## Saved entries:
────────

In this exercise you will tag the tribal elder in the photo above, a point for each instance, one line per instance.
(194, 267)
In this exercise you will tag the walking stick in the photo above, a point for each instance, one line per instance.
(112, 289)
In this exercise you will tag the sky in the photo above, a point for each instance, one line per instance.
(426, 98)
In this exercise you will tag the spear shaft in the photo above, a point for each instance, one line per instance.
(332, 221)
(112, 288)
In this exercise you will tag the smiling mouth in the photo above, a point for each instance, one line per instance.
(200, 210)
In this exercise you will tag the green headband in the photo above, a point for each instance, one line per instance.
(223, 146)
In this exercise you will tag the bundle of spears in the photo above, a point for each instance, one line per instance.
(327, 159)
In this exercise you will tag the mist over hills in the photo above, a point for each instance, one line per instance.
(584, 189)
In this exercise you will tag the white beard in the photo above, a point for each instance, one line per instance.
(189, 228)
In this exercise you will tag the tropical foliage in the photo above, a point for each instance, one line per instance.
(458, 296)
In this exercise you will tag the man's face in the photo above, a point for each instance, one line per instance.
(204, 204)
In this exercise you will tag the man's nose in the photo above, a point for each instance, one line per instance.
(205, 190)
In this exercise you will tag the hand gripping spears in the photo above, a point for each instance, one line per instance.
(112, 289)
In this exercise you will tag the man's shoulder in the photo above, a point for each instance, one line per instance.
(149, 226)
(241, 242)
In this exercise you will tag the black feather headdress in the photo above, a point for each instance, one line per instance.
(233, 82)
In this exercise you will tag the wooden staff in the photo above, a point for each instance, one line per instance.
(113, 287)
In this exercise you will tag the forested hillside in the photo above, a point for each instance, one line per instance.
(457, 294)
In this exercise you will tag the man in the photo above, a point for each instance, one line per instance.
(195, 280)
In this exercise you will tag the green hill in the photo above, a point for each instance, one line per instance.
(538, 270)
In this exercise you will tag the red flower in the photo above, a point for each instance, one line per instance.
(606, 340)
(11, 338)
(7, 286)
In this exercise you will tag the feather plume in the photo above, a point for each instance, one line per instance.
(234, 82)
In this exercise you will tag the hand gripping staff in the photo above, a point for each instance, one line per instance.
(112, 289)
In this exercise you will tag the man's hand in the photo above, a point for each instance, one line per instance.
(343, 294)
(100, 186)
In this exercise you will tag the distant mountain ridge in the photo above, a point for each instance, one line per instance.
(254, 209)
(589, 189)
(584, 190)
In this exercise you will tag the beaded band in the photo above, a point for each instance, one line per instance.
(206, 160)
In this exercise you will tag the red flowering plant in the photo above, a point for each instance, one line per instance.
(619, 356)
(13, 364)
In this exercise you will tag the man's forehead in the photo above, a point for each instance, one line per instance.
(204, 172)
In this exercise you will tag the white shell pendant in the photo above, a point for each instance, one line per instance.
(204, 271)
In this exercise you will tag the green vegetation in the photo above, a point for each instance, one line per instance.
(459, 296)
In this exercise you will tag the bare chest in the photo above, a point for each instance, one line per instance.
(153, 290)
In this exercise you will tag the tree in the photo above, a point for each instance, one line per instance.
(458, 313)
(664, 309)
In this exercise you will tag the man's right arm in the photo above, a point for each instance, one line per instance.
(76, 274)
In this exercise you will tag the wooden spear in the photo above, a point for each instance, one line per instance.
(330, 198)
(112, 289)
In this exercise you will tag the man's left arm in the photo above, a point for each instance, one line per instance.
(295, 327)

────────

## Set problem:
Output the stretch of the data from the line containing "In this exercise you will tag the man's left" through the end as a Markdown table with columns n and Line, giving each line a row number and leaving out blank lines.

## Answer for this exercise:
| n | Line |
|---|---|
| 1 | In this exercise you will tag the man's left arm in the photo above, a point for each instance, one line per instance. |
| 2 | (295, 327) |